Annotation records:
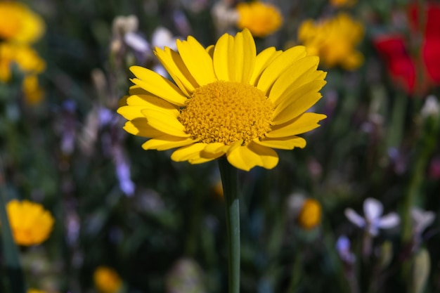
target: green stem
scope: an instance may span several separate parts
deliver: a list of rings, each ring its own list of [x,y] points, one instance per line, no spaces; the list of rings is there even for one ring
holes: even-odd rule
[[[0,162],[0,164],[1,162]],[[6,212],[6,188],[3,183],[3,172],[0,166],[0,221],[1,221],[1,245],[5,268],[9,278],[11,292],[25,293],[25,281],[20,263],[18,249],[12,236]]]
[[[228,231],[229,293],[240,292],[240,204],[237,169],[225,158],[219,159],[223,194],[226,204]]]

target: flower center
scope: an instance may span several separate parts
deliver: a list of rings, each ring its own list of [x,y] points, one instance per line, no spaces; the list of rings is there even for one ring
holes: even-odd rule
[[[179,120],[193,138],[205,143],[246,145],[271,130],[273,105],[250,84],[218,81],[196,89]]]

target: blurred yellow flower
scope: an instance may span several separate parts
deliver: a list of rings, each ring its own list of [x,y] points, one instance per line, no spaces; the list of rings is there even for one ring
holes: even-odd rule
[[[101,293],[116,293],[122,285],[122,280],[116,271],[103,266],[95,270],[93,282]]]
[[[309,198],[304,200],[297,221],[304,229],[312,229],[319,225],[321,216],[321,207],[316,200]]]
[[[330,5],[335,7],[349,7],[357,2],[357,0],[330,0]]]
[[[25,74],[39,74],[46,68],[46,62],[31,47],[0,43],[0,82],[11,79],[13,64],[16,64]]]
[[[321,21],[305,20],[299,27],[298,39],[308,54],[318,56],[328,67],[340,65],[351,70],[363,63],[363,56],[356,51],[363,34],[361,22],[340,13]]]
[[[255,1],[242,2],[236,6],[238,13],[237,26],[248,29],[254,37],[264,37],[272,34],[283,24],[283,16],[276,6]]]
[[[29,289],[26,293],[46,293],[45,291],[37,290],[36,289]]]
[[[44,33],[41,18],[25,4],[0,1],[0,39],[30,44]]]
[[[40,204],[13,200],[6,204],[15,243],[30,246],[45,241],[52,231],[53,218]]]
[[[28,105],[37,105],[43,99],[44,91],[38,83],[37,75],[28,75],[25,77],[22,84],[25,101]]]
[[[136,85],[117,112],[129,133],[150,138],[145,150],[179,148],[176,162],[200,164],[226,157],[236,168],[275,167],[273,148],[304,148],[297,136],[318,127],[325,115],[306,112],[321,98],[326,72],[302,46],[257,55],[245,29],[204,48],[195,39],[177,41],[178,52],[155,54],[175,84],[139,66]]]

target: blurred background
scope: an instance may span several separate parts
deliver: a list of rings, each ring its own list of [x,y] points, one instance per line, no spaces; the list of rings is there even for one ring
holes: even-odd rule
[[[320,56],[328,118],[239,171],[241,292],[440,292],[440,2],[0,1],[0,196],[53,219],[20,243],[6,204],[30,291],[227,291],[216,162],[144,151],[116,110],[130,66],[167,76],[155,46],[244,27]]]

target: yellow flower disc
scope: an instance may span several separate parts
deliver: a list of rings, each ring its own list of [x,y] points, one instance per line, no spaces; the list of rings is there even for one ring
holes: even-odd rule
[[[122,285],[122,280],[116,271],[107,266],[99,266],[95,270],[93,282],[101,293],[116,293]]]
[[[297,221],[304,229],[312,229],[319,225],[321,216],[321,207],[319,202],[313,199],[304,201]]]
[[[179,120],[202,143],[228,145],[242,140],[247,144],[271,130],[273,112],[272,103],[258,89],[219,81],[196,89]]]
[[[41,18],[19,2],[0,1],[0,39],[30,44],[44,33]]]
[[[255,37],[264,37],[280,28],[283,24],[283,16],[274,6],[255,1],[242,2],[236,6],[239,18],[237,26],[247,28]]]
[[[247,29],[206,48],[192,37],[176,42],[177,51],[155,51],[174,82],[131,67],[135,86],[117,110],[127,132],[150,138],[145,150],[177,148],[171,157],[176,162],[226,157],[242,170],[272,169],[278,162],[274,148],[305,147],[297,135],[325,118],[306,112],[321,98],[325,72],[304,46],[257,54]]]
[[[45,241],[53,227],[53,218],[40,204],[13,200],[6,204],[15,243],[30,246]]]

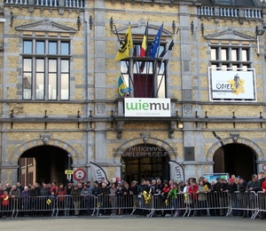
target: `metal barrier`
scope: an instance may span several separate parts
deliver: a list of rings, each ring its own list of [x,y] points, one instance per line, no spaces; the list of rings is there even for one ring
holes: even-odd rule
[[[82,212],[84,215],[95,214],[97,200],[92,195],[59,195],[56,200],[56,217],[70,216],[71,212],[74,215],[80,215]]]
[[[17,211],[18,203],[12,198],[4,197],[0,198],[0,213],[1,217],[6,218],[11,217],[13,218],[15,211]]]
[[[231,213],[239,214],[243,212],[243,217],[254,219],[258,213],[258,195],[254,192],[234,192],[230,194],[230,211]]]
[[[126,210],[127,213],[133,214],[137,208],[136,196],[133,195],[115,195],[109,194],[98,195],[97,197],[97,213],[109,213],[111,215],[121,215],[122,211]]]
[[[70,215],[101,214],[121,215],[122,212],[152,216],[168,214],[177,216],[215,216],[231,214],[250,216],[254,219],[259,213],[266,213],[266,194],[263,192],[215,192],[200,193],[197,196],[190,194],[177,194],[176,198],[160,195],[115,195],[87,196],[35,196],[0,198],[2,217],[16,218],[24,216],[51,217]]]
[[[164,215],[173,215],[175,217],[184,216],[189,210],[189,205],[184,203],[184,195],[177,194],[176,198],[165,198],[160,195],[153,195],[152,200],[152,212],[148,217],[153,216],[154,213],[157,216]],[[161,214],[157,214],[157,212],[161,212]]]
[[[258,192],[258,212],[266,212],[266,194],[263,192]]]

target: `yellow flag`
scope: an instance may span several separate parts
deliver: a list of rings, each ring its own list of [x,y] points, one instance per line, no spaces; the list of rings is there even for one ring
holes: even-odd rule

--- Set exercise ---
Pull out each line in the material above that contains the word "flower", and copy those lines without changes.

--- Output of the task ---
target: flower center
target: blurred yellow flower
target: yellow flower disc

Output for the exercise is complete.